Records for the exercise
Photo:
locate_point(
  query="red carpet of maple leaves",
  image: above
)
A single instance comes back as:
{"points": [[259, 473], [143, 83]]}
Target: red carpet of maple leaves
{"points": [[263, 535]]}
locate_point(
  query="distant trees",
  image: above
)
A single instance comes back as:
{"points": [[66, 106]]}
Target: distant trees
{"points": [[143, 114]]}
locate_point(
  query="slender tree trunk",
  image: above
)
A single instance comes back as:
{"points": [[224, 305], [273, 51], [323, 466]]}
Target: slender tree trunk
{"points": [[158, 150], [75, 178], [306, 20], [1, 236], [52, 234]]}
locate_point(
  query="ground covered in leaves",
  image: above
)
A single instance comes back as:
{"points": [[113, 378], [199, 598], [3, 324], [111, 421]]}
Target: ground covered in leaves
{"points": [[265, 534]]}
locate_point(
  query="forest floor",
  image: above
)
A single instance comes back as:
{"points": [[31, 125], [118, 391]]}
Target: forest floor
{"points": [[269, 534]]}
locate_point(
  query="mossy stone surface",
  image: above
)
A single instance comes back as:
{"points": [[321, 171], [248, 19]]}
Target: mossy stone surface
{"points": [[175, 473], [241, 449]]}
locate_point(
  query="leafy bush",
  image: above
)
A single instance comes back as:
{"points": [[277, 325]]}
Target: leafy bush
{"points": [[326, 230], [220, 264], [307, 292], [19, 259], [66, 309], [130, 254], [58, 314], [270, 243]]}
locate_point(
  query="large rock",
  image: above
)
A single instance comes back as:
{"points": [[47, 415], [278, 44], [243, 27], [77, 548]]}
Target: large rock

Task requirements
Repeat each record exactly. Omit nothing.

The result
Photo:
locate_point(
  query="red carpet of maple leaves",
  image: above
)
A single instance comes back as:
{"points": [[259, 473], [143, 83]]}
Target: red carpet of maple leaves
{"points": [[263, 535]]}
locate_point(
  query="distant trees",
  image: above
)
A single instance comes back as:
{"points": [[66, 106]]}
Target: distant trees
{"points": [[143, 114]]}
locate_point(
  query="slender tree trunk",
  image: above
)
A single instance comes back as:
{"points": [[224, 305], [273, 51], [323, 466]]}
Target: slender tree trunk
{"points": [[158, 150], [75, 178], [306, 20], [1, 236], [52, 234]]}
locate_point(
  query="ground covered in leaves",
  image: above
)
A single instance comes back as:
{"points": [[113, 378], [199, 598], [3, 324], [111, 421]]}
Target: ground covered in leaves
{"points": [[265, 534]]}
locate_point(
  query="forest floor",
  image: above
)
A single instance comes back as:
{"points": [[31, 125], [118, 391]]}
Target: forest floor
{"points": [[269, 534]]}
locate_point(
  query="mossy stone surface",
  image: above
)
A single instance comes back as:
{"points": [[321, 171], [248, 19]]}
Target: mossy stone surface
{"points": [[175, 473], [241, 449]]}
locate_point(
  query="leafy bush",
  image: above
)
A single instance comes back as:
{"points": [[277, 325]]}
Target: leafy bush
{"points": [[326, 230], [220, 264], [307, 292], [19, 259], [66, 309], [130, 254], [58, 314], [270, 243]]}
locate_point(
  query="large rock",
  image: above
)
A single instance comes back as:
{"points": [[47, 415], [278, 44], [243, 27], [77, 548]]}
Target: large rock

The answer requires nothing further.